The exercise =
Rewrite each of the rows below with "bounding box" changed to "rectangle", keeping every other word the same.

Provided material =
· · · ·

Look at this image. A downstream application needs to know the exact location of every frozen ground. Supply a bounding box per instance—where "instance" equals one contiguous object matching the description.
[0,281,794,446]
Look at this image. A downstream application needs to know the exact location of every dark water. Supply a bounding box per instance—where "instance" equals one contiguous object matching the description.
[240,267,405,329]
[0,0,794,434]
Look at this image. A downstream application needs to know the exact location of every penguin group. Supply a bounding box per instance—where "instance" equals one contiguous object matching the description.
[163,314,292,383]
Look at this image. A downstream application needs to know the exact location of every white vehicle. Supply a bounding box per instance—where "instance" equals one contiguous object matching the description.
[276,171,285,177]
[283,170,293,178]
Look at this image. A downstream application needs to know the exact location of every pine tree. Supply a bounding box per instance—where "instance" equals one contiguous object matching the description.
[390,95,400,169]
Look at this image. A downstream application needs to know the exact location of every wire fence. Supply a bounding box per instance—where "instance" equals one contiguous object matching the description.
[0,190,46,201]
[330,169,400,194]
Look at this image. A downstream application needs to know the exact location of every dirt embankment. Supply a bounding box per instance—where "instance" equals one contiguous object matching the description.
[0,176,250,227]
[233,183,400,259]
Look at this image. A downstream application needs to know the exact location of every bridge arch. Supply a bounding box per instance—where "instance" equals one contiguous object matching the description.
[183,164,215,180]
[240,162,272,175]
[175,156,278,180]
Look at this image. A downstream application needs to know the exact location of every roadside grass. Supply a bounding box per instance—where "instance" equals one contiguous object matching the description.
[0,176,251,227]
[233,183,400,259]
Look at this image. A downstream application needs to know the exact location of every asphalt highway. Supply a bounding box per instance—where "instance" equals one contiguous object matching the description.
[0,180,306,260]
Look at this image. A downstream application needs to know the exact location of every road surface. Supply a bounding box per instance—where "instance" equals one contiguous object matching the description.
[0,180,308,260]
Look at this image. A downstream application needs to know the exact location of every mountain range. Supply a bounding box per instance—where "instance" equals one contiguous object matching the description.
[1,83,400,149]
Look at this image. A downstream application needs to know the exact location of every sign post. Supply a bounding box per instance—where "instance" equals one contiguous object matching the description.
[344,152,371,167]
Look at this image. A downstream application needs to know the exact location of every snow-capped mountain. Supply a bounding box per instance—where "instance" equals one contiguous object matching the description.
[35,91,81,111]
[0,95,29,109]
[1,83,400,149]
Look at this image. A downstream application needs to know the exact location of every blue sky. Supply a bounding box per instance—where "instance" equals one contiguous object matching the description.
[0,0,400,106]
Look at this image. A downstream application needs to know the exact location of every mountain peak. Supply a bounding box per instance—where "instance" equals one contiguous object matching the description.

· · · ·

Result of the task =
Look at this image. A downstream application needs to know the exact location of every frozen ground. Supply a rectangle per instance—where "instance" equals one contiguous object matching the description.
[0,281,794,446]
Look at this image. A downstream application needs to know the exact location of every dark water. Supply a rectangle per instance—where "instance" equals one contiguous object matching the description.
[240,267,405,329]
[0,0,794,434]
Look at this image. A downstream application needs to know the exact location of every penguin group. Supply a rectangle per instance—where "instance" equals one contiguous object matching the description.
[163,314,292,383]
Look at this image. A downstream application needs to know the exact location of every white vehicle. Supply a rectangle per instance—where "instance" equals one contiguous object matching the description.
[276,171,285,177]
[283,170,293,178]
Look at this image. A downstream application needs to know the exact location of every pine tree. Supply a rectangle per instance—where "instance" equals one contiguous object matching the description.
[390,95,400,169]
Look at this image. A downstream application needs to know the exact location of every wire fence. Supply a rectangle per instance—where "instance" equals one contiguous object matching the description.
[0,190,46,201]
[330,169,400,194]
Look at this image. A downstream application needs to know the exact location of every dirt embankment. Supply a rectangle per instance—where "instance" equals one contiguous object matching the description.
[0,176,250,227]
[233,183,400,259]
Look at this image. A downstream application needs to know the exact location of every bridge arch. Supply a rectangle per instance—where "instance" equals one contiguous object matching the description.
[183,164,215,180]
[240,162,272,175]
[175,156,278,180]
Look at this image. A downstream application needs to know the exact location of every roadside grass. Supply a rectangle per instance—where "instance" equals one contiguous object matching the description.
[0,176,251,227]
[233,183,400,259]
Look at this image. A downstream application needs to know the exact location of every asphalt highway. Supply a rectangle per instance—where "instance" equals one contiguous object matching the description.
[0,180,306,260]
Look at this image. A downstream application needs to know the exact location of every road surface. Supply a rectangle per instance—where "instance" equals one contiguous object matching the description.
[0,180,308,260]
Look at this image. A downstream application needs to know the exact location of every mountain range. Supply a rectangle per instance—where "instance" equals one contiguous object matching the description.
[1,83,400,149]
Look at this image. A downstream application needs to know the exact location of every sign post. Supply a rectangle per instance—where "instance" equals one contiguous object matching the description.
[344,152,371,167]
Look at this image. A downstream application needs to know the exact location of every snow-capped mountain. Supply a rectangle per instance—where "instance" equals one contiguous object matching the description.
[35,91,81,111]
[0,95,29,109]
[1,83,400,149]
Look at this image. A downstream application needs to know the exact location of every blue sky. Supply a rectangle per instance—where "instance" equals one contiguous object matching the description.
[0,0,400,106]
Look at this image. A downstream application needs to know the exact location of every mountain peak. Supply a rectangle per instance—where "instance" equals one contiguous object matching the description.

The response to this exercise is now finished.